- _Work required_
Tally how many lines in the records contain the string "lantern", with case taken into account. Reply with the number alone.

- _Extracted entries_
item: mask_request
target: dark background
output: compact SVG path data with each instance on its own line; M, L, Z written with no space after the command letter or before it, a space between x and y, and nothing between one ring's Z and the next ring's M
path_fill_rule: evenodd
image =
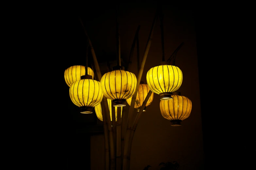
M63 76L59 75L63 74L63 69L77 64L71 64L66 56L79 55L79 51L68 49L78 49L85 44L84 42L80 47L68 47L67 42L75 41L77 35L83 35L81 27L75 32L69 25L80 24L77 18L80 14L88 15L87 20L97 19L95 22L104 21L104 18L97 18L97 14L103 11L104 8L100 10L98 7L92 6L89 9L84 6L72 8L65 6L66 7L63 8L60 7L46 10L41 15L43 17L38 18L40 29L34 27L37 30L36 35L41 40L38 44L42 48L37 54L41 57L37 63L42 76L39 76L37 79L41 84L42 98L37 106L31 109L36 110L39 107L40 110L33 112L30 118L31 120L27 124L27 138L29 140L26 144L29 149L26 152L29 155L31 169L81 169L82 166L90 166L90 135L102 133L101 129L84 130L83 133L88 135L77 133L81 123L78 120L79 116L74 116L61 106L70 106L70 103L63 99L65 96L63 92L68 88L65 86ZM142 8L143 6L139 6ZM86 10L82 12L83 7ZM241 77L237 74L236 68L232 66L238 64L234 59L243 58L238 51L244 46L243 43L232 41L244 39L246 29L241 25L246 27L247 25L243 17L231 10L202 9L198 7L177 7L193 11L195 21L205 168L231 169L239 167L252 169L255 166L256 149L253 128L255 123L252 119L255 111L249 112L249 109L243 109L243 106L238 106L246 103L241 101L243 93L235 92L231 78L234 75ZM90 15L92 12L94 15ZM236 48L238 46L239 48ZM63 51L63 48L68 50ZM54 57L57 56L58 57ZM114 54L113 56L115 57ZM98 60L104 59L101 59L100 55L98 57ZM234 83L236 83L236 80ZM55 96L50 93L55 94ZM216 115L218 116L215 116L213 119L212 115ZM92 121L91 125L94 123ZM81 141L78 139L88 142L81 144L77 143ZM85 160L87 161L86 165Z

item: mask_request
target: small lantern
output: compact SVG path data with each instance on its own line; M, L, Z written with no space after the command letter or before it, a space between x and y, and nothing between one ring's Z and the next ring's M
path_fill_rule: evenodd
M93 70L88 67L88 74L92 76L93 79L94 73ZM85 75L85 66L83 65L74 65L66 69L64 73L66 83L70 87L74 81L80 80L82 76Z
M109 109L110 113L110 119L111 121L112 121L112 106L111 106L111 100L109 99L107 99L108 100L108 104L109 104ZM96 113L96 115L98 118L102 121L103 121L103 117L102 117L102 111L101 110L101 104L100 104L95 106L94 107L95 109L95 113ZM122 111L123 110L123 107L121 107L121 117L122 117ZM115 121L117 120L117 107L115 107Z
M135 100L134 108L137 109L137 112L140 111L140 109L143 103L143 102L144 102L145 98L146 98L147 96L147 93L150 90L147 84L145 84L144 83L144 82L143 81L141 81L141 83L139 86L138 93L137 93L137 96L136 96L136 99ZM149 97L149 98L148 99L148 100L147 101L147 102L146 104L146 106L143 109L144 112L146 111L146 107L151 104L151 103L152 103L152 101L153 101L153 97L154 93L152 93L150 97ZM130 106L131 105L132 98L132 97L131 97L126 99L126 101L127 102L127 103Z
M92 113L93 108L102 100L100 82L92 78L89 75L81 76L81 80L73 82L69 88L72 102L80 107L81 113Z
M171 121L172 126L180 126L180 122L190 115L192 103L186 97L172 95L173 100L161 100L160 110L165 118Z
M162 65L152 68L147 73L147 83L150 90L158 94L161 100L172 99L172 92L181 85L182 72L176 66Z
M126 100L134 94L137 83L134 74L121 69L105 73L100 80L103 94L113 100L115 107L126 106Z

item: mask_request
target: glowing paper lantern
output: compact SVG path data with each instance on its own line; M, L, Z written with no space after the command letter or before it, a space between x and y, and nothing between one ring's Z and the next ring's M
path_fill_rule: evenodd
M140 84L139 86L138 93L137 93L137 96L136 96L136 99L135 100L135 105L134 105L134 108L137 109L137 112L140 111L141 106L143 103L143 102L145 100L145 98L146 98L148 92L150 90L149 88L148 87L148 86L147 84L143 84L143 82L141 82L141 84ZM147 104L146 104L146 106L145 107L145 108L143 109L144 112L146 111L146 107L151 104L151 103L152 103L152 101L153 101L153 97L154 93L152 93L149 98L148 99L148 100L147 101ZM127 102L127 103L130 106L131 105L132 98L132 97L131 97L126 99L126 101Z
M109 104L109 109L110 113L110 119L112 121L112 106L111 106L111 100L109 99L107 99L108 100L108 104ZM103 117L102 117L102 111L101 110L101 105L99 104L98 105L94 107L95 109L95 113L96 113L96 115L98 118L100 120L103 121ZM122 117L122 111L123 110L123 107L121 107L121 117ZM117 107L115 107L115 121L117 120Z
M179 95L172 95L172 100L161 100L160 110L165 118L170 120L172 126L180 126L181 121L190 115L192 103L188 98Z
M93 70L88 67L88 74L92 77L94 74ZM76 81L80 80L82 76L85 75L85 66L83 65L74 65L66 69L64 73L64 78L66 83L70 87L72 83Z
M93 108L99 104L103 98L100 82L82 76L69 88L69 96L73 103L80 107L80 113L92 113Z
M122 70L105 73L100 80L104 95L113 100L113 106L125 106L126 99L135 92L137 79L134 74Z
M178 67L163 65L151 68L147 73L147 83L150 90L158 94L161 100L172 99L172 92L182 83L182 72Z

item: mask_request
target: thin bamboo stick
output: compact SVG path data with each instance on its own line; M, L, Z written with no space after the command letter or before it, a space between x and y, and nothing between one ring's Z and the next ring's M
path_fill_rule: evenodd
M128 122L127 123L127 128L126 130L126 134L125 138L125 148L124 151L124 160L123 164L123 170L129 170L128 169L129 168L129 156L128 154L128 148L129 143L130 141L130 136L131 135L131 128L132 124L132 120L133 118L133 112L134 112L134 106L135 104L135 100L136 99L136 97L137 95L139 86L140 85L140 82L141 79L141 77L142 75L142 73L144 69L144 66L145 65L145 63L146 62L146 60L147 56L147 54L148 53L148 51L149 50L151 42L152 41L152 38L153 35L154 28L156 25L157 20L158 18L158 11L156 14L155 18L153 21L153 23L152 24L152 26L151 28L149 35L148 39L147 40L147 42L146 46L146 48L144 51L144 53L143 55L143 57L142 59L142 61L141 62L141 66L140 68L140 70L139 70L138 75L137 77L137 84L136 87L136 90L135 91L134 94L132 96L132 97L131 104L130 105L130 109L129 111L129 115Z
M135 131L136 130L136 128L137 127L137 125L138 125L138 123L139 122L139 120L140 119L140 118L142 114L142 113L143 112L144 109L143 109L143 108L144 108L145 106L146 106L146 104L147 102L147 101L149 99L149 98L151 95L151 94L152 94L152 92L151 90L150 90L148 92L148 93L147 94L147 96L146 97L146 98L145 98L145 100L143 102L143 103L142 104L142 105L141 105L141 109L140 109L140 111L139 111L138 114L137 114L137 115L136 116L135 120L134 121L134 122L133 123L133 125L132 125L132 128L131 129L131 132L130 137L130 139L129 143L129 147L128 150L128 155L129 155L128 157L128 160L129 162L129 163L128 163L128 169L129 169L129 161L131 155L131 145L132 143L132 140L133 138L133 136L134 135L134 133L135 132Z
M112 104L111 104L112 107L112 115L111 115L112 118L112 129L113 130L113 140L114 141L114 149L115 151L115 156L116 156L116 122L115 121L115 107L113 106L112 105L113 104L113 101L112 101Z
M122 168L121 122L121 107L118 107L116 124L116 170L121 170Z
M126 132L126 127L127 126L128 114L126 113L126 106L123 107L122 110L122 121L121 122L121 163L123 169L123 162L124 159L124 149L125 148L125 136Z
M91 48L91 50L92 52L92 55L93 56L93 58L94 62L94 64L95 65L95 68L96 69L96 71L97 74L98 76L98 78L99 80L101 80L102 76L101 75L101 73L100 72L100 70L99 68L99 64L98 63L98 61L97 60L97 58L96 58L96 56L95 54L95 52L94 51L94 50L93 48L93 47L92 44L92 42L91 41L91 40L89 38L89 37L87 34L87 32L84 27L83 22L82 20L80 19L80 22L83 27L83 28L84 29L85 33L85 34L86 36L87 36L89 42L89 46ZM108 108L108 101L107 100L107 98L106 97L103 96L103 100L104 103L104 105L105 107L105 112L104 112L102 110L102 117L103 118L107 117L107 123L108 124L108 127L109 130L109 142L110 142L110 166L111 170L115 170L115 156L114 156L114 144L113 141L113 131L112 130L112 127L111 125L111 120L110 120L110 114L109 112L109 109ZM106 165L108 163L106 162ZM109 169L109 167L107 166L106 167L106 169Z
M136 33L135 34L134 38L133 38L133 41L132 42L132 44L131 45L131 50L130 51L130 55L129 57L129 62L128 62L128 65L126 67L126 70L128 71L129 70L129 68L131 65L131 61L132 61L132 57L133 56L133 51L134 51L135 47L135 44L136 43L137 37L138 37L139 31L140 31L140 27L141 26L139 25L138 26L138 28L137 28L137 30L136 31Z

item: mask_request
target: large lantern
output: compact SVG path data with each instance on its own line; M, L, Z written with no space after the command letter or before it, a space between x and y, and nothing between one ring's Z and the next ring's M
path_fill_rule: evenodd
M182 72L171 65L162 65L151 68L147 73L147 83L150 90L158 94L161 100L172 99L172 92L182 83Z
M171 121L172 126L180 126L180 122L190 115L192 103L186 97L172 95L172 100L161 100L160 110L165 118Z
M108 104L109 105L109 109L110 113L110 119L111 121L112 121L112 106L111 106L111 100L109 99L107 99L108 100ZM103 121L103 117L102 117L102 111L101 109L101 105L99 104L95 106L94 108L95 109L95 113L96 113L96 115L98 118L100 120ZM123 107L121 107L121 117L122 117L122 112L123 110ZM115 107L115 121L117 120L117 107Z
M105 73L100 80L103 94L116 107L126 105L126 99L135 92L137 83L134 74L121 69Z
M73 103L80 107L80 113L92 113L93 108L102 100L103 93L100 82L87 75L73 83L69 88L69 96Z
M136 99L135 100L135 105L134 105L134 108L137 109L137 111L140 111L141 106L143 103L143 102L145 100L145 98L147 95L147 93L150 90L147 84L144 84L144 82L141 81L141 83L139 86L139 89L138 89L138 93L136 96ZM154 97L154 93L152 93L151 95L149 97L148 100L147 101L146 106L143 109L143 111L146 111L146 107L149 105L152 101L153 101L153 97ZM130 97L126 99L126 101L128 104L130 106L131 102L131 99L132 97Z
M94 74L93 70L88 67L88 74L92 76L93 79ZM64 78L66 83L70 87L73 82L80 80L82 76L85 75L85 66L83 65L74 65L65 71Z

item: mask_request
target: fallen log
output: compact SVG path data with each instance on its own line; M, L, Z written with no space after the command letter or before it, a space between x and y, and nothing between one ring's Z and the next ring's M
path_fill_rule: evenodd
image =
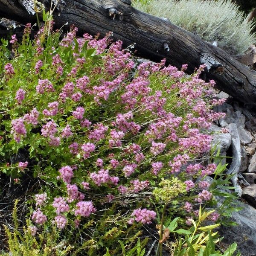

- _Output of the task_
3